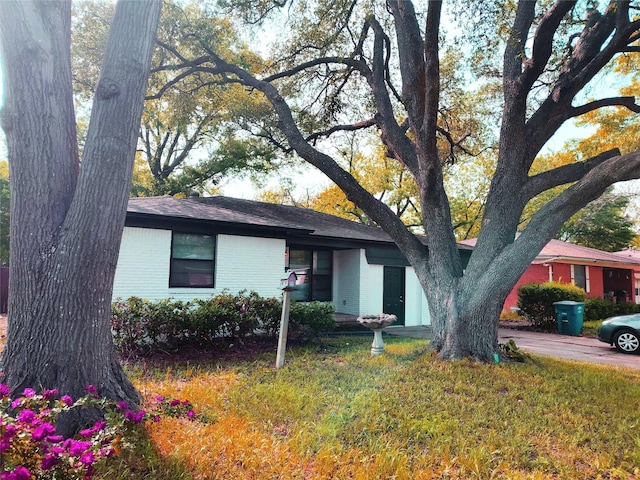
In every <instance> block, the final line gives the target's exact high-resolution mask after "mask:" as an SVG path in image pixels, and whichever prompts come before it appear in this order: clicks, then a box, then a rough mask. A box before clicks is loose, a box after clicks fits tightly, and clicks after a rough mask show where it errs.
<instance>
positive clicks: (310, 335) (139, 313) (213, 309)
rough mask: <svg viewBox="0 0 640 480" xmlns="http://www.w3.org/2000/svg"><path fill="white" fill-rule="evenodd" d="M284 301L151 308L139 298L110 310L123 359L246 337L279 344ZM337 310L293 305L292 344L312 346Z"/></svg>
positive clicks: (230, 302)
mask: <svg viewBox="0 0 640 480" xmlns="http://www.w3.org/2000/svg"><path fill="white" fill-rule="evenodd" d="M281 313H282V301H281V300H279V299H277V298H262V297H260V296H259V295H258V294H257V293H255V292H250V293H248V294H247V293H246V292H240V293H238V294H236V295H231V294H229V293H222V294H220V295H217V296H215V297H211V298H208V299H198V300H194V301H192V302H183V301H174V300H170V299H165V300H159V301H156V302H150V301H148V300H143V299H141V298H139V297H131V298H129V299H127V300H117V301H116V302H114V303H113V304H112V315H111V328H112V331H113V338H114V342H115V345H116V348H117V349H118V351H119V352H121V353H123V354H148V353H151V352H153V351H157V350H158V349H161V350H180V349H183V348H185V347H191V346H198V347H207V346H219V347H225V346H229V345H231V344H234V343H236V342H237V341H238V340H239V339H243V338H247V337H255V338H260V337H262V338H272V339H273V338H276V337H277V335H278V333H279V329H280V317H281ZM334 313H335V311H334V307H333V305H331V304H327V303H322V302H310V303H295V302H294V303H293V304H292V306H291V311H290V318H289V337H288V338H289V339H291V340H292V341H294V342H301V343H302V342H308V341H310V340H312V339H313V338H315V337H317V336H318V335H319V334H320V333H323V332H327V331H330V330H332V329H333V328H334V327H335V318H334Z"/></svg>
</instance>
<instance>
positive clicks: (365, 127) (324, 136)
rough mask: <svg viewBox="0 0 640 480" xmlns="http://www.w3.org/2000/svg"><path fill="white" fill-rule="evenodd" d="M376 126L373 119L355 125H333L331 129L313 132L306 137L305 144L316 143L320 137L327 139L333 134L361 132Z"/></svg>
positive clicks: (371, 118)
mask: <svg viewBox="0 0 640 480" xmlns="http://www.w3.org/2000/svg"><path fill="white" fill-rule="evenodd" d="M374 125H376V120H375V118H370V119H368V120H363V121H361V122H357V123H352V124H349V125H334V126H333V127H331V128H330V129H328V130H323V131H321V132H315V133H312V134H311V135H308V136H307V137H306V140H307V142H309V143H314V144H315V142H316V140H318V138H320V137H328V136H330V135H332V134H333V133H335V132H353V131H356V130H362V129H365V128H369V127H372V126H374Z"/></svg>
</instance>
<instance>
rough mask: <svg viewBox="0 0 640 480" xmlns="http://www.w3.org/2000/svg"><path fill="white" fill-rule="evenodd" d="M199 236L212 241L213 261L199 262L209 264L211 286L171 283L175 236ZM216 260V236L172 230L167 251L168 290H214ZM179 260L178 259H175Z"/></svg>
mask: <svg viewBox="0 0 640 480" xmlns="http://www.w3.org/2000/svg"><path fill="white" fill-rule="evenodd" d="M176 234H177V235H181V234H182V235H199V236H203V237H211V238H212V239H213V259H212V260H199V261H201V262H210V263H211V284H210V285H175V284H174V283H173V273H174V266H173V265H174V263H173V260H174V258H173V245H174V240H175V235H176ZM217 259H218V238H217V235H215V234H211V233H202V232H189V231H182V230H172V231H171V248H170V251H169V280H168V284H169V288H170V289H180V288H186V289H200V290H201V289H208V290H211V289H213V288H215V284H216V264H217ZM177 260H180V259H177Z"/></svg>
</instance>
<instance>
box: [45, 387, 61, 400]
mask: <svg viewBox="0 0 640 480" xmlns="http://www.w3.org/2000/svg"><path fill="white" fill-rule="evenodd" d="M56 395H58V390H57V389H55V388H54V389H53V390H45V391H44V392H42V396H43V397H44V398H46V399H47V400H50V399H52V398H53V397H55V396H56Z"/></svg>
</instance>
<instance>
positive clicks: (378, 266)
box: [360, 250, 384, 315]
mask: <svg viewBox="0 0 640 480" xmlns="http://www.w3.org/2000/svg"><path fill="white" fill-rule="evenodd" d="M362 260H363V261H362V268H361V269H360V284H361V285H362V288H361V292H362V294H361V296H360V313H361V314H363V315H376V314H378V313H383V312H382V304H383V302H382V292H383V288H382V287H383V283H384V267H383V266H382V265H369V264H368V263H367V260H366V257H365V253H364V250H362Z"/></svg>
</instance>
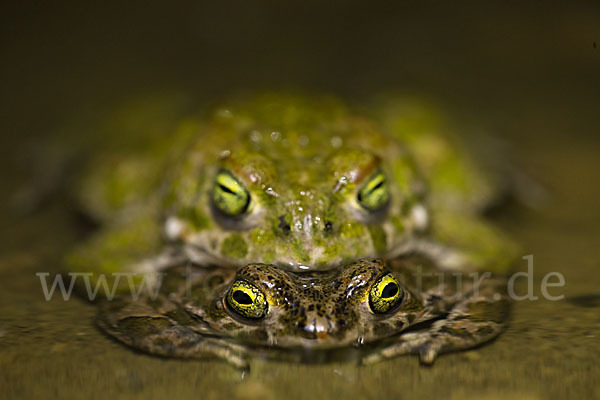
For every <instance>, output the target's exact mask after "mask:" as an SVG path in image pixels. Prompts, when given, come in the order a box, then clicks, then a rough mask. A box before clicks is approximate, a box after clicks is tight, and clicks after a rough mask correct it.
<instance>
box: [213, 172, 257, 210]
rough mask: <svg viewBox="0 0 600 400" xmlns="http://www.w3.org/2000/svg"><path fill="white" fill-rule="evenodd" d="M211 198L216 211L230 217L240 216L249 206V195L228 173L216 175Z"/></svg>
mask: <svg viewBox="0 0 600 400" xmlns="http://www.w3.org/2000/svg"><path fill="white" fill-rule="evenodd" d="M212 198H213V203H214V204H215V206H216V207H217V209H219V211H221V212H222V213H223V214H225V215H228V216H230V217H237V216H240V215H242V214H243V213H245V212H246V210H248V205H249V204H250V194H249V193H248V191H247V190H246V188H245V187H244V186H243V185H242V184H241V183H240V182H239V181H238V180H237V179H236V178H235V177H234V176H233V175H232V174H231V172H229V171H221V172H219V173H218V174H217V177H216V178H215V184H214V186H213V193H212Z"/></svg>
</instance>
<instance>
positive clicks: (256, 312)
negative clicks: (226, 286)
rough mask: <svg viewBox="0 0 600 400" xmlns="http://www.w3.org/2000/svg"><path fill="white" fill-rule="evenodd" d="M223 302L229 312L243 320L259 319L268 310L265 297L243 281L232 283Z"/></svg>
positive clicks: (266, 313) (256, 289)
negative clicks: (243, 317) (224, 302)
mask: <svg viewBox="0 0 600 400" xmlns="http://www.w3.org/2000/svg"><path fill="white" fill-rule="evenodd" d="M225 300H226V301H227V305H228V306H229V308H230V309H231V310H233V311H234V312H235V313H236V314H238V315H240V316H242V317H244V318H249V319H260V318H262V317H264V316H265V315H266V314H267V310H268V309H269V306H268V304H267V299H266V298H265V295H264V294H263V293H262V292H261V291H260V289H259V288H257V287H256V286H255V285H253V284H251V283H250V282H248V281H245V280H236V281H235V282H233V285H231V289H229V292H227V297H226V298H225Z"/></svg>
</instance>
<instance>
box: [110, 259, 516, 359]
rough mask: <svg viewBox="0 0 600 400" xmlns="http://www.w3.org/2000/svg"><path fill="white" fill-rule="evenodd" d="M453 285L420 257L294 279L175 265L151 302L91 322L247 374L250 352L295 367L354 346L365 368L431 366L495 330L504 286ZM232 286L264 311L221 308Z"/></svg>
mask: <svg viewBox="0 0 600 400" xmlns="http://www.w3.org/2000/svg"><path fill="white" fill-rule="evenodd" d="M388 273H392V274H393V279H395V282H397V283H398V290H399V291H400V293H401V301H400V302H399V303H398V304H397V306H395V307H394V308H393V309H391V310H389V311H388V312H385V313H381V314H378V313H376V312H374V311H373V310H372V309H371V307H370V305H369V302H370V301H371V300H373V299H370V297H369V296H370V293H371V292H372V291H371V289H372V287H373V285H374V284H375V283H376V282H377V281H378V280H379V279H380V278H381V277H382V276H386V274H388ZM461 279H462V280H461V281H457V278H456V276H452V275H450V274H447V273H444V272H442V271H440V270H439V269H437V268H435V266H434V264H432V263H431V262H430V261H429V260H426V259H423V258H398V259H396V260H394V261H392V262H387V263H386V262H383V261H382V260H379V259H362V260H359V261H357V262H354V263H351V264H348V265H345V266H343V268H340V269H338V270H335V271H325V272H311V273H302V274H297V273H293V272H289V271H284V270H282V269H280V268H278V267H276V266H272V265H268V264H250V265H247V266H244V267H242V268H240V269H239V270H238V271H237V272H234V271H232V270H229V269H222V268H192V269H190V267H178V268H174V269H172V270H170V271H169V273H168V275H167V278H166V279H165V281H164V284H163V286H162V287H161V292H160V294H159V296H158V297H157V298H156V299H151V297H149V296H147V297H144V298H141V299H139V300H137V301H133V300H131V299H130V298H128V297H122V298H119V299H115V300H114V301H110V302H106V303H104V304H103V305H102V306H101V312H100V318H99V323H100V326H101V327H102V329H103V330H104V331H105V332H107V333H108V334H109V335H111V336H113V337H115V338H117V339H118V340H120V341H122V342H124V343H125V344H127V345H129V346H132V347H135V348H137V349H140V350H143V351H145V352H148V353H151V354H156V355H162V356H171V357H183V358H206V357H211V356H212V357H217V358H220V359H224V360H226V361H228V362H230V363H231V364H232V365H234V366H237V367H240V368H248V366H249V364H248V360H249V358H250V357H251V356H261V357H267V358H276V359H277V358H281V359H287V360H295V361H297V360H298V357H299V353H298V352H295V350H298V349H302V354H303V356H302V357H304V358H305V361H306V358H307V357H308V355H309V354H312V359H322V358H323V357H325V356H324V354H329V353H327V352H330V353H331V354H339V351H343V350H344V349H353V351H357V352H358V354H357V356H358V358H359V360H360V362H362V363H367V364H368V363H373V362H377V361H380V360H382V359H386V358H391V357H395V356H398V355H401V354H419V355H420V359H421V361H422V362H423V363H426V364H430V363H432V362H433V361H434V360H435V358H436V357H437V356H438V355H439V354H440V353H445V352H449V351H455V350H463V349H468V348H471V347H474V346H477V345H479V344H481V343H485V342H487V341H489V340H491V339H493V338H495V337H496V336H497V335H498V334H499V333H500V332H501V331H502V329H503V327H504V323H505V321H506V318H507V313H508V307H509V303H508V300H507V296H506V294H505V293H504V292H503V287H504V283H505V281H504V280H503V279H502V278H501V277H493V278H492V277H487V278H486V279H481V280H475V279H474V278H473V279H472V278H471V277H464V278H461ZM237 281H242V282H245V283H249V284H250V285H252V286H253V287H254V288H256V289H257V290H259V291H260V292H261V293H263V294H264V297H265V298H266V302H267V308H268V310H267V312H266V314H265V315H264V316H263V317H262V318H260V319H248V318H245V317H244V316H242V315H240V314H239V313H237V312H236V311H235V310H234V309H232V308H231V307H230V306H229V305H228V301H227V296H228V294H230V290H231V288H232V286H235V282H237ZM477 281H478V282H479V283H478V284H476V282H477ZM334 350H336V351H338V353H333V352H332V351H334ZM310 359H311V357H308V360H309V361H310Z"/></svg>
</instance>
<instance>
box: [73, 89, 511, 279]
• • • • •
● **TO-DO ITEM**
Retype the data word for word from its very beginning through the line that contains "positive clicks: (230, 302)", including that line. Leave the picture out of your answer.

● **TASK RESULT**
In every <instance> block, the final line gives the target's exact high-resolution mask after "mask:" as an SVG path in image pixels, and whichever prompts come before it appear in this order: clicks, then a box, then a rough mask. A box before clicks is loose, a box after clicks fits tightly, and clicks after a rough mask show where it errs.
<instance>
positive clicks: (310, 335) (139, 313) (213, 309)
rough mask: <svg viewBox="0 0 640 480" xmlns="http://www.w3.org/2000/svg"><path fill="white" fill-rule="evenodd" d="M284 301L151 308L139 298L110 310L123 359L246 337L279 344ZM337 310L293 305L292 344L312 346Z"/></svg>
positive clicks: (230, 302)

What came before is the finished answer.